_TASK_
Starting with the line that contains "Identify the glacier", reproduce each line through the end of the listing below, with no other output.

[Dataset entries]
--------------------

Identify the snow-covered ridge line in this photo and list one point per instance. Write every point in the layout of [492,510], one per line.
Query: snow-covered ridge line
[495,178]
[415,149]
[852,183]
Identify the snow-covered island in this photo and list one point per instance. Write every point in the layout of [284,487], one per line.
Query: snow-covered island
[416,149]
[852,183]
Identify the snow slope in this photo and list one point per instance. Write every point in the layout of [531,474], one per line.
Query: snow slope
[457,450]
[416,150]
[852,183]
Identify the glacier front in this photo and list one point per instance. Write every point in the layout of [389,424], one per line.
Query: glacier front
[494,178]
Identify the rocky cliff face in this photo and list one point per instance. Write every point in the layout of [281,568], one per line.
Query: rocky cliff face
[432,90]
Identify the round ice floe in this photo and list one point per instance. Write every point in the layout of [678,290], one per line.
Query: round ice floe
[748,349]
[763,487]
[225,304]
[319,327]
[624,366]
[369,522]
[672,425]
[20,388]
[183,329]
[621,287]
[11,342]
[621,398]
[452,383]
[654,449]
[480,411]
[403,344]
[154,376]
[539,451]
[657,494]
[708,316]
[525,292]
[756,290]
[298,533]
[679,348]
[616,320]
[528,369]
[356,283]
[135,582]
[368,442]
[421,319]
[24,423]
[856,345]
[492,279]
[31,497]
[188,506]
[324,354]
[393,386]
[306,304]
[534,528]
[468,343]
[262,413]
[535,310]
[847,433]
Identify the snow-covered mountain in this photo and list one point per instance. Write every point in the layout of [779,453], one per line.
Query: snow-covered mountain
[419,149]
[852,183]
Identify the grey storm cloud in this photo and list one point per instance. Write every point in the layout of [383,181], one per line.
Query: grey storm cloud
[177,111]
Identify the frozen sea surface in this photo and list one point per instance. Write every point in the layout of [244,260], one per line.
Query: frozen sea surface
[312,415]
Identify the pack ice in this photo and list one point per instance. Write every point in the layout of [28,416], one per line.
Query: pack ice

--------------------

_WRITTEN REPLY_
Identify the glacier front in this photo and list one point per instance. Write every point in the layout of [389,424], one per line.
Query: glacier front
[494,178]
Identify the rocky cliff face in this photo and list one point per instance. Write every point in the layout of [281,568], one per line.
Query: rocky cliff face
[432,90]
Identify the round ice floe in this photo and list one point per instance. Write every point in the layout of [678,290], one per line.
Query: round ice floe
[748,349]
[763,487]
[225,304]
[319,327]
[624,366]
[369,522]
[672,425]
[20,388]
[183,329]
[621,287]
[11,342]
[621,398]
[452,383]
[654,449]
[480,411]
[403,344]
[154,376]
[539,451]
[657,494]
[708,316]
[525,292]
[756,290]
[298,533]
[679,348]
[616,320]
[528,369]
[356,283]
[135,582]
[368,442]
[421,319]
[24,423]
[856,345]
[492,279]
[31,497]
[188,506]
[324,354]
[393,386]
[306,304]
[534,528]
[468,343]
[262,413]
[535,310]
[847,433]
Identify the snow-covered mountain in this photo and list one point per instance. Write every point in the layout of [779,453], one per line.
Query: snow-covered mountain
[419,149]
[852,183]
Identify the grey storm cloud in this photo and list one point per instance. Write every point in the layout of [383,181], one per line.
Query: grey storm cloud
[177,111]
Identify the frozen sea surface in this photo and list one point per instance. Write every point in the layout of [244,260], one per line.
Query: frozen sea surface
[312,415]
Identify the pack ice in this photo and list one point per instance. Write every point in the layout of [28,416], one per line.
Query: pack ice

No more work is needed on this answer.